*Directions:* Copy the listing from the line with "Trace the outline of every instance of the red rock" to the line with "[[463,265],[458,267],[460,276],[489,276],[492,275],[492,265]]", requests included, and offset every vertex coordinate in the answers by adding 67 to it.

[Start of Supplied material]

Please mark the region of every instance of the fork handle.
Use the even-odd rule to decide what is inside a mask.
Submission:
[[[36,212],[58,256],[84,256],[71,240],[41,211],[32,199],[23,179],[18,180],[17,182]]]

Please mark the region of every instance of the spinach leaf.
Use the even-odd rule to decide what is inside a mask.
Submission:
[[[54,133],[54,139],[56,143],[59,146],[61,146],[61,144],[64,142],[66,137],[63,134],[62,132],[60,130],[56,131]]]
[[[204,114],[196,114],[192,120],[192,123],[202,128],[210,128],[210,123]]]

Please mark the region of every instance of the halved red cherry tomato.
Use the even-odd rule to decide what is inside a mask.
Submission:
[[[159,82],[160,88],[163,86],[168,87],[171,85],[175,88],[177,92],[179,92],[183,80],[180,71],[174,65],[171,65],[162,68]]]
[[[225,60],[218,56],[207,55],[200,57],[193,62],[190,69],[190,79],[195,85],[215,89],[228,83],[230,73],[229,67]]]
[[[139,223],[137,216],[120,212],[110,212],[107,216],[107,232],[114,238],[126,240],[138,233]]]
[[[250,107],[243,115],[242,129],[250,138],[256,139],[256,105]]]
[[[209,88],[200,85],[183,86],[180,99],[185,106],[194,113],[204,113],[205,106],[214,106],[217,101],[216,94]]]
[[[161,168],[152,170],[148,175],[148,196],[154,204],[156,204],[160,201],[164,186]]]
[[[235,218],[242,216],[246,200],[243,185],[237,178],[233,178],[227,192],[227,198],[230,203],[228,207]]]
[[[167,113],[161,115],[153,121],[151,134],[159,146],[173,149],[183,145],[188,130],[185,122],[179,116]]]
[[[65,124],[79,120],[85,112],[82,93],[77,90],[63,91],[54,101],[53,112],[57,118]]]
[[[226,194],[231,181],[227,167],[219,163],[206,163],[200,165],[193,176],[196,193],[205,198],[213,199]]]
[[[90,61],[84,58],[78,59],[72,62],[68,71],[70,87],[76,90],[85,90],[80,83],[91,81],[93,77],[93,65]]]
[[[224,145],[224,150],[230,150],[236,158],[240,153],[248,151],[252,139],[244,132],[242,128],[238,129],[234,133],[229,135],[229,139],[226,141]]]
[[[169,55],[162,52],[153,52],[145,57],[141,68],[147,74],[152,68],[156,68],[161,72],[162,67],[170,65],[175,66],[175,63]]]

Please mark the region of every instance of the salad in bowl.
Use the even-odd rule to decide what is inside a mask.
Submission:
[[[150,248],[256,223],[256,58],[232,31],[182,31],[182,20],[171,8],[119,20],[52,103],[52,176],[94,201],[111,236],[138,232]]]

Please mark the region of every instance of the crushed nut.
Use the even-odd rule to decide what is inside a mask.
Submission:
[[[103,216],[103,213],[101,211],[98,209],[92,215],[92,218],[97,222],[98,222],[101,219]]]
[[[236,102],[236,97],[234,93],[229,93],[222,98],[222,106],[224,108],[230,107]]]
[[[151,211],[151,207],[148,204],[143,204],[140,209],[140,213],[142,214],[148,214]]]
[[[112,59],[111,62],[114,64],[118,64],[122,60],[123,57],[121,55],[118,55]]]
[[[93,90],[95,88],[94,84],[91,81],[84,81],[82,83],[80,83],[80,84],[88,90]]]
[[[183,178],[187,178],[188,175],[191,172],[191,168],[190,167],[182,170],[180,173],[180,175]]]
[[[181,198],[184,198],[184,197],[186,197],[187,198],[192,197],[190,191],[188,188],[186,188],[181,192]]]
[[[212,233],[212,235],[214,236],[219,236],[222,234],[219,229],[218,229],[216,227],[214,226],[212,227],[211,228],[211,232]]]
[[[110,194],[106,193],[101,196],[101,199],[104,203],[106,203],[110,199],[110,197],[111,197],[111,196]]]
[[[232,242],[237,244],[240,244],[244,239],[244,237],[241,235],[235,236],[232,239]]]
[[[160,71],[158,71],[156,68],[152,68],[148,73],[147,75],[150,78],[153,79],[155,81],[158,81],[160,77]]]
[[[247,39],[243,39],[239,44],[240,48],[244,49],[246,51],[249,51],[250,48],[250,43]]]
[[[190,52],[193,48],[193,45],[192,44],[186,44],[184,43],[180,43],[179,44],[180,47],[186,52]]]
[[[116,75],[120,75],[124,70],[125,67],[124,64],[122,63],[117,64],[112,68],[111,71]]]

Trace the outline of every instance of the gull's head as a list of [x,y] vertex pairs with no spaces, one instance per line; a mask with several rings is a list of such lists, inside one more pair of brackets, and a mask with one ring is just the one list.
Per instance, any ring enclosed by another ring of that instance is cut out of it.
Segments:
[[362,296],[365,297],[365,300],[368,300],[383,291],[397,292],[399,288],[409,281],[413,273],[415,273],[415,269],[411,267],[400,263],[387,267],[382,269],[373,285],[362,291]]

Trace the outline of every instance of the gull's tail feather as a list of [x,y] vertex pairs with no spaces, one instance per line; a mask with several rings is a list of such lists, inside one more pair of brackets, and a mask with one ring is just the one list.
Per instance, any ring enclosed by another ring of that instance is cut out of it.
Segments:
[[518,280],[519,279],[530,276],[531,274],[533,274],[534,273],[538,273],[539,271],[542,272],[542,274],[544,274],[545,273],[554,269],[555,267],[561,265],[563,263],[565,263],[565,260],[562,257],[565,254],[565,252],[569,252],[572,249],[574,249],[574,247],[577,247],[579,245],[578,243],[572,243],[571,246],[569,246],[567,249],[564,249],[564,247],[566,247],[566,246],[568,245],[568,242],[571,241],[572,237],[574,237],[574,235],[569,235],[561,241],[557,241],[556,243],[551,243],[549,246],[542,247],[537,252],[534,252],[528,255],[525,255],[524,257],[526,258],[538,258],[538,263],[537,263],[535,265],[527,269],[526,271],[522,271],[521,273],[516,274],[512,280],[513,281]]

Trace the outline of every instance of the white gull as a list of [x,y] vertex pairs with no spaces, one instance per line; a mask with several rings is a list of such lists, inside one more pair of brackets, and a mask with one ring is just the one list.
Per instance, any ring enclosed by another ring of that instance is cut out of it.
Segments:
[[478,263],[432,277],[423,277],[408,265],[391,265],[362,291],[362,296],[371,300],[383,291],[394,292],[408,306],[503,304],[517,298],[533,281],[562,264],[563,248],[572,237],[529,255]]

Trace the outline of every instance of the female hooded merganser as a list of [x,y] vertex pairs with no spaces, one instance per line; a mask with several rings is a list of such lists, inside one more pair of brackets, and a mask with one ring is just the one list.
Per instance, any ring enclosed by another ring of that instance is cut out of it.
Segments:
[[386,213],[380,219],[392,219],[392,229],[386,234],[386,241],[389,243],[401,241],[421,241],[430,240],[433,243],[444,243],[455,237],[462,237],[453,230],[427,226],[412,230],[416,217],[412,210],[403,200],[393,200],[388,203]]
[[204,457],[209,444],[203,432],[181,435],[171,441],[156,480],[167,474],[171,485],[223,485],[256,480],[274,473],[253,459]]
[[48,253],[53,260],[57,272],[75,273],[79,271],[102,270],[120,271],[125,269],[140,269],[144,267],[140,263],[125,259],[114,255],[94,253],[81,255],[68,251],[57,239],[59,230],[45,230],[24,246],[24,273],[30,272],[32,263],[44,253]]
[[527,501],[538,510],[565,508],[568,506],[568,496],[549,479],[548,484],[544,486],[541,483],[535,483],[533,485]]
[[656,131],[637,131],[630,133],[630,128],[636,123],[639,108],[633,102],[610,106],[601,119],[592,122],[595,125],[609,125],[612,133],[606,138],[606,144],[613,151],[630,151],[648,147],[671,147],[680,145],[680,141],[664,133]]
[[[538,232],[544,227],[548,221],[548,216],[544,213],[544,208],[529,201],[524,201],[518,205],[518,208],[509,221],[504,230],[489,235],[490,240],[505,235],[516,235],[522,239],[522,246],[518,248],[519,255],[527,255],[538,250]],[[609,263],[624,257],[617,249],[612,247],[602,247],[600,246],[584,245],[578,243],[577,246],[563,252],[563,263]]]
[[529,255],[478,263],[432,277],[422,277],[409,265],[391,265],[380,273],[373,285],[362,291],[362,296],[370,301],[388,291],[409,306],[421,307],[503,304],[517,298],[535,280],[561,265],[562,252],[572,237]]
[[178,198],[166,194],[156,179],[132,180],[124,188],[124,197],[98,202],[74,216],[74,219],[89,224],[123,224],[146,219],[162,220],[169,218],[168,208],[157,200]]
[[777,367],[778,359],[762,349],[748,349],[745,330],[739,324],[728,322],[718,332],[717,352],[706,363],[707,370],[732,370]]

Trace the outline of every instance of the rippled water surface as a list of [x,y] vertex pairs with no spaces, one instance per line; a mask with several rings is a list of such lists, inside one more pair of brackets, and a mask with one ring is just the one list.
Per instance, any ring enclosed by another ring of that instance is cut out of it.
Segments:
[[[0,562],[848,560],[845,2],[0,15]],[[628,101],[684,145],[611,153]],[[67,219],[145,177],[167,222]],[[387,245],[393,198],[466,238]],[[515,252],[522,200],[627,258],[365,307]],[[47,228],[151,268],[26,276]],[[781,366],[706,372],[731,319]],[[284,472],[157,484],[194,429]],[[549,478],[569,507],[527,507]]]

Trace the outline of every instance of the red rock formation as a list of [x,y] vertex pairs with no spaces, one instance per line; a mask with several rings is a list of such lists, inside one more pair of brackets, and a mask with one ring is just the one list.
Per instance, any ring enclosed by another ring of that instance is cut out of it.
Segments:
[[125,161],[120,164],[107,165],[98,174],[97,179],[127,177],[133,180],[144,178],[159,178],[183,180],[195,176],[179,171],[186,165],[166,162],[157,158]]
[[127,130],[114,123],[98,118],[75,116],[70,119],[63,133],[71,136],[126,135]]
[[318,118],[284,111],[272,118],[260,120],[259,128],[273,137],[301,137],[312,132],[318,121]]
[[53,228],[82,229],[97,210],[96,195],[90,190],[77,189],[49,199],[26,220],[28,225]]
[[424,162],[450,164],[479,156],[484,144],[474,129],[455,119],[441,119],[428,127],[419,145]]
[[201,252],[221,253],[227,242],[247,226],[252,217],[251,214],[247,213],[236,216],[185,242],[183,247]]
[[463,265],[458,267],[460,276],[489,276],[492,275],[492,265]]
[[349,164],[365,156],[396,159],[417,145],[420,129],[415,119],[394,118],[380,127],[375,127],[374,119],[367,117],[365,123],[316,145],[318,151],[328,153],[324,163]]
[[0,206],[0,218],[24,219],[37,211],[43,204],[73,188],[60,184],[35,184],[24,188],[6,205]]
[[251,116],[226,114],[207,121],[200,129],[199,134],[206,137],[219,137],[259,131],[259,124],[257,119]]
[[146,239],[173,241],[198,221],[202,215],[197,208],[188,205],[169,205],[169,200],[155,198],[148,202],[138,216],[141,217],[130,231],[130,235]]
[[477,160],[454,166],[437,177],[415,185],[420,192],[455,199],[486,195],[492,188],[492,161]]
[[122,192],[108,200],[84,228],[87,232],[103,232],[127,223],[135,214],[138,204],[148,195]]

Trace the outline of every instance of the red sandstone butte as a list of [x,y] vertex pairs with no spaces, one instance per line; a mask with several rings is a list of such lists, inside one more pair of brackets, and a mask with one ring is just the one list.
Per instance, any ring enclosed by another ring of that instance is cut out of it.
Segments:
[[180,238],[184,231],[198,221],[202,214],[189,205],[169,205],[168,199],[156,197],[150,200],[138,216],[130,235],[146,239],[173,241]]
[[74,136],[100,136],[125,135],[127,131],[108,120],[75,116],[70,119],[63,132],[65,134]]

[End of Supplied material]

*Correct answer:*
Trace the outline of every instance of the red rock formation as a list of [x,y] vertex pairs with no spaces, one instance per line; a mask with several rings is a list of such lists, inside one more pair of brackets, and a mask with one ring is just the one list.
Per instance, any ring enclosed by another ring of that instance is cut out of it.
Segments:
[[192,228],[187,231],[174,232],[165,241],[164,246],[194,244],[200,247],[211,245],[226,245],[250,247],[262,243],[246,238],[253,232],[233,229],[224,225]]
[[194,197],[181,190],[165,185],[142,183],[137,186],[130,200],[138,203],[193,202]]
[[385,185],[351,178],[339,185],[327,187],[326,195],[340,204],[368,204],[379,199],[385,188]]
[[120,295],[149,296],[164,277],[163,262],[157,257],[144,256],[116,266],[93,287],[95,292]]
[[491,229],[517,231],[546,223],[551,211],[541,196],[522,186],[508,186],[495,194],[486,212]]
[[268,319],[288,320],[294,309],[314,293],[319,284],[318,281],[314,280],[303,283],[252,309],[250,314]]
[[530,332],[525,334],[527,343],[556,343],[559,342],[559,332]]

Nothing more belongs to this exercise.